● **The data**:
[start]

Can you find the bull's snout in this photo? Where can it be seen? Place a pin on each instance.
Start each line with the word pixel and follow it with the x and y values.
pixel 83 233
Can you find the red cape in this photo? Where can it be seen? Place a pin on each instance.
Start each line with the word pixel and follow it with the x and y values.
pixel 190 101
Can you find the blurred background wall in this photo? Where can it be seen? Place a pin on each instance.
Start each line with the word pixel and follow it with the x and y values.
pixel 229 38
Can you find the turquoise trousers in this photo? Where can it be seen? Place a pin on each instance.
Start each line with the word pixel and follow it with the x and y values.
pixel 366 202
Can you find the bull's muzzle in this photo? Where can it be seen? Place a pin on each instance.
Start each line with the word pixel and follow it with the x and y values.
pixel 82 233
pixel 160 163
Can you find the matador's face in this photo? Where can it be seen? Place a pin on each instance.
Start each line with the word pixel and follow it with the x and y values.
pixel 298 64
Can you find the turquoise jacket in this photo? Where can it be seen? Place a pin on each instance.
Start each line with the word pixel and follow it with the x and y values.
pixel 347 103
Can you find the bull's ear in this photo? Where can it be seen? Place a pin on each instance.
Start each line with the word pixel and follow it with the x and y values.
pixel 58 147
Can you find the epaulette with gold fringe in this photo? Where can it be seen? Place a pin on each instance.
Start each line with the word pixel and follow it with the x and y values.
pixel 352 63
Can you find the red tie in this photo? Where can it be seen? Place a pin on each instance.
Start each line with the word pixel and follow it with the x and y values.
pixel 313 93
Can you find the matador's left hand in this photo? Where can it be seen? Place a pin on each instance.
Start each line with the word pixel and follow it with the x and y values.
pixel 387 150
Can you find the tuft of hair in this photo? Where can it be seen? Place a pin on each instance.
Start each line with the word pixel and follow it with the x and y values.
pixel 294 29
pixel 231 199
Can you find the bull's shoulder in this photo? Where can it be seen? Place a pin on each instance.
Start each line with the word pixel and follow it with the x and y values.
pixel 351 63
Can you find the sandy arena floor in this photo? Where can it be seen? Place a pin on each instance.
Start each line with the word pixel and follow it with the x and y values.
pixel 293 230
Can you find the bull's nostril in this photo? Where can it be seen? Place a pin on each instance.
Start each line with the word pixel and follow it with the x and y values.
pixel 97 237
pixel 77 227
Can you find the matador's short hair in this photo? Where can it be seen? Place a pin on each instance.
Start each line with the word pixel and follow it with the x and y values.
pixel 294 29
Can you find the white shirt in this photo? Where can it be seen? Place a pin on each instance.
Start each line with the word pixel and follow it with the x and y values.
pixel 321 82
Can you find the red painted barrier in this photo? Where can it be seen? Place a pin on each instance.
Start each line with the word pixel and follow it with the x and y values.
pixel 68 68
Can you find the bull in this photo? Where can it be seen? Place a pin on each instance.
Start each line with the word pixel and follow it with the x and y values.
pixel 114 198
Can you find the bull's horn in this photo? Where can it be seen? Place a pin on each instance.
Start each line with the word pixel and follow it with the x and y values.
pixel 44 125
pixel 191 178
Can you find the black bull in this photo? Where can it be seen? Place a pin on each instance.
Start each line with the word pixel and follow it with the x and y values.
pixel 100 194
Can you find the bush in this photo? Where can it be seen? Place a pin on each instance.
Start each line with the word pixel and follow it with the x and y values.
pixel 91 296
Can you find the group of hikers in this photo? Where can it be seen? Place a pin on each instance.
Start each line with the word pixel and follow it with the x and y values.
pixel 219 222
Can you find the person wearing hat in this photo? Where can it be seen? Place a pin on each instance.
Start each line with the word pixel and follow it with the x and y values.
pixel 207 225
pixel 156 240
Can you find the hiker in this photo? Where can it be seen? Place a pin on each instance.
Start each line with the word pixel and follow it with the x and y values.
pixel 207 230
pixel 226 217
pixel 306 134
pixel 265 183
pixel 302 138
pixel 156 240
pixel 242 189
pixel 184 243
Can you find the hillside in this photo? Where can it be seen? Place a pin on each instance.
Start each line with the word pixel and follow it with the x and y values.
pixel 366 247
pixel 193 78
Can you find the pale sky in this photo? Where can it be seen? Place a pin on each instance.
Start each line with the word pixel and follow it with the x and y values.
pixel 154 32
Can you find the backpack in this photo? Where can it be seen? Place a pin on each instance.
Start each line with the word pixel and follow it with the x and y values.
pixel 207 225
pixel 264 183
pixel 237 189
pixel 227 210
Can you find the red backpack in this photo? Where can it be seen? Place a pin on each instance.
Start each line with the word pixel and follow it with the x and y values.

[end]

● **Problem details**:
Render the lines of the entries above, from the line holding "Can you find the sandy" through the line holding "pixel 321 82", both included, as a numbered list. Omit any blank lines.

● **Response to this exercise**:
1. Can you find the sandy arena floor in this photo? Where can it be seen? Place a pin on each instance.
2. Start each line with the word pixel and follow it with the x and y values.
3. pixel 293 230
4. Can you find the bull's nostril in this photo? Where can it be seen? Place a pin on each instance.
5. Start each line with the word pixel and follow it with the x and y values.
6. pixel 97 237
7. pixel 77 227
8. Can you find the matador's short hair in this photo? Where can it be seen? Place a pin on each instance.
9. Start each line with the word pixel and follow it with the x and y values.
10. pixel 294 29
11. Can you find the white shirt in this photo? Where can it be seen? Place a pin on each instance.
12. Start each line with the word pixel and follow it with the x and y values.
13. pixel 321 82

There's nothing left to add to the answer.